* [TASK TO CARRY OUT]
Transcribe exactly the line in which "Challenge round — find the finger" occurs, plus every line that comes after it up to the end of the entries.

═══ DATA FOR REVIEW

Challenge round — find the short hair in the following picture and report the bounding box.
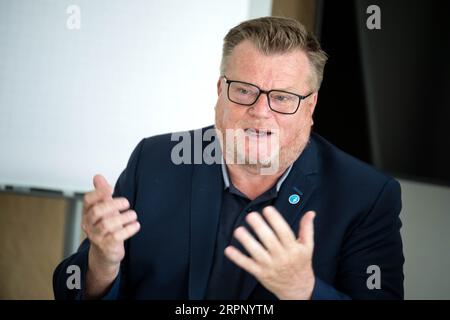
[221,16,328,91]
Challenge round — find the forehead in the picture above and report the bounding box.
[226,40,312,90]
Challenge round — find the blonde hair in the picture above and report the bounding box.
[221,16,328,91]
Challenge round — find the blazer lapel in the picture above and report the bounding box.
[238,138,319,300]
[188,130,223,299]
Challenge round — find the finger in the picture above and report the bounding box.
[262,206,296,247]
[108,221,141,242]
[224,245,262,276]
[93,174,113,195]
[83,188,113,211]
[298,211,316,249]
[233,226,271,264]
[85,197,130,226]
[246,212,283,254]
[92,210,137,237]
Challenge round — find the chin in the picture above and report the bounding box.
[235,150,281,174]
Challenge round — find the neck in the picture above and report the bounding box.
[226,163,288,200]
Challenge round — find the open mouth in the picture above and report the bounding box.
[244,128,273,137]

══════

* [EXPECTED ANSWER]
Challenge round — find the finger in the picture above and report the bounding box.
[262,206,296,247]
[108,221,141,242]
[224,245,262,276]
[93,174,113,195]
[83,188,113,211]
[298,211,316,249]
[233,226,271,264]
[85,197,130,226]
[246,212,283,254]
[92,210,137,237]
Challenge round — find the chin in the picture above and report the bounding box.
[235,150,281,174]
Challenge round — find the neck in the picture above and report the bounding box.
[226,163,288,200]
Challenge round — find the open mouth in the picture above and report the bounding box.
[244,128,273,137]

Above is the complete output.